### [Objective]
Can you rewrite all of the entries below so that every "Mark that spot" becomes "Place a point there" and nothing else changes? Leave the pictures out of your answer.

Dataset entries
>> begin

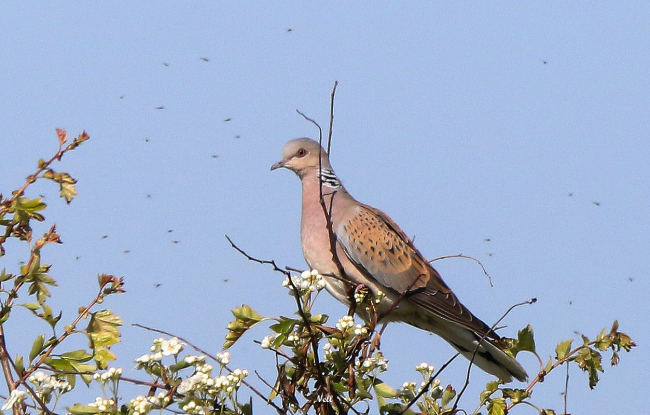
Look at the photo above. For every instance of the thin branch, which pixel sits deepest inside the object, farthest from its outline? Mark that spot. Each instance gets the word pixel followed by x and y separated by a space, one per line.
pixel 259 261
pixel 320 130
pixel 329 133
pixel 481 340
pixel 428 385
pixel 467 257
pixel 198 349
pixel 566 388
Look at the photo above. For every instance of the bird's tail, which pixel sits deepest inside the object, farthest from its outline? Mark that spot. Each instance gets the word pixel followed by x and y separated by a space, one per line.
pixel 489 357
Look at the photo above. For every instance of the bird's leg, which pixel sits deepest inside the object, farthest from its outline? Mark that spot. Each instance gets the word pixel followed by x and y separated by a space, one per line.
pixel 375 344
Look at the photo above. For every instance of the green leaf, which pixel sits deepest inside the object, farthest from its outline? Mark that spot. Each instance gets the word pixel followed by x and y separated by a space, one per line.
pixel 490 388
pixel 246 314
pixel 79 409
pixel 448 395
pixel 563 349
pixel 103 332
pixel 383 390
pixel 31 306
pixel 245 318
pixel 20 365
pixel 4 276
pixel 549 365
pixel 525 339
pixel 515 395
pixel 67 191
pixel 77 355
pixel 497 406
pixel 37 347
pixel 285 325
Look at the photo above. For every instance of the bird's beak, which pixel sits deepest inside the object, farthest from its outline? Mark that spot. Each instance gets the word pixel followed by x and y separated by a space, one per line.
pixel 279 164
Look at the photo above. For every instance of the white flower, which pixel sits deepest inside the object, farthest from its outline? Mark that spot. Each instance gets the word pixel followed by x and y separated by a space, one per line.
pixel 223 358
pixel 172 346
pixel 345 322
pixel 143 359
pixel 17 396
pixel 267 341
pixel 359 330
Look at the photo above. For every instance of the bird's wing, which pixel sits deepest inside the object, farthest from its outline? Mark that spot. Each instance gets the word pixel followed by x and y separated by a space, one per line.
pixel 382 251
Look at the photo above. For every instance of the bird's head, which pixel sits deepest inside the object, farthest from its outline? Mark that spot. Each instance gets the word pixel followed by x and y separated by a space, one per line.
pixel 301 155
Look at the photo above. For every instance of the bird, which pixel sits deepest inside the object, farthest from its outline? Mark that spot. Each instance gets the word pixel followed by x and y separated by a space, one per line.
pixel 374 252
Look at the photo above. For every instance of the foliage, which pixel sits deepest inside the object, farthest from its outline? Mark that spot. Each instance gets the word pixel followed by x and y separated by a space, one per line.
pixel 320 368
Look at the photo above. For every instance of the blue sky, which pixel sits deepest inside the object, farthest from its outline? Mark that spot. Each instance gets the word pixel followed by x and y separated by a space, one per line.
pixel 524 124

>> end

### [Written response]
Look at the photo above. For every instance of the thin branch, which pixel sits deepest inside the object, farthest from its outline? Place a point there. Each instance gets the word pixel followed by x and y separated by a space, one per line.
pixel 259 261
pixel 320 130
pixel 329 133
pixel 481 340
pixel 428 385
pixel 467 257
pixel 198 349
pixel 566 388
Look at the photo above. For every instance of the bird's tail, which pixel sits deepest inside the object, farthest from its outline? Place a point there. Each instance gets the word pixel followed by x and y separated by a space, one per line.
pixel 489 357
Look at the photo above. For every instance of the bird's leg, which pixel sits deepest inside the object, farthest from its outline? Place a point there. Each instance gets the word pixel followed by x and y separated by a space, one per line.
pixel 375 344
Look at the photo above. For every instance of the green leaf, which pixel sits deepest inside the object, farthest from its outline? Place a point there. Each instance gets the word pixel followed by x and y separated by a space, one per line.
pixel 490 388
pixel 246 314
pixel 79 409
pixel 448 395
pixel 563 349
pixel 103 332
pixel 383 390
pixel 31 306
pixel 245 318
pixel 20 365
pixel 4 276
pixel 549 365
pixel 525 339
pixel 515 395
pixel 67 191
pixel 77 355
pixel 497 406
pixel 37 347
pixel 285 325
Look at the photo above. For every instance of the bird's beak, which pixel sits deepest inside the object, farthest from its outline? Place a point there. Each instance gets the word pixel followed by x and y separated by a space, one per line.
pixel 279 164
Look at the photo above. For every instance of the white flower, which pixel sits deepest inside the object, farthest from its outline? Place a point there. Each instance gets the word pixel followed by x and y separated by a space, one per line.
pixel 223 358
pixel 172 346
pixel 345 322
pixel 143 359
pixel 17 396
pixel 267 341
pixel 359 330
Look at the photo above. For every instance of the bird's wing, which pixel sits deepest inside the object, farthest from its outline? Place a point there. Each instance gets the word pixel followed by x and y separated by a space, one per line.
pixel 382 251
Look at the photo above. For every instance of the bird's head, which pixel sits deepest inside the object, farthest from its outline? Place a point there. Each instance gets the word pixel followed by x and y separated by a space, one per line.
pixel 301 155
Look at the photo above. For every instance of the bird, which pixel sits deepest inside the object, farthest from its outline? Place a point there. Each instance gets the word pixel followed by x and y separated by a space, one per line.
pixel 374 252
Look at the photo above. For every instance of the foliage, which pixel sits deepest inside the object, farthest from its outline? Place a point there. Each instance gets the word pixel followed by x and y separated by a space, one per line.
pixel 320 368
Look at the photo above. For every instance of the blue sky, which pixel sits deepest inside the object, farthest from its outline? Place a point there. Each instance gets the word pixel followed by x and y separated by a space, one per line.
pixel 524 124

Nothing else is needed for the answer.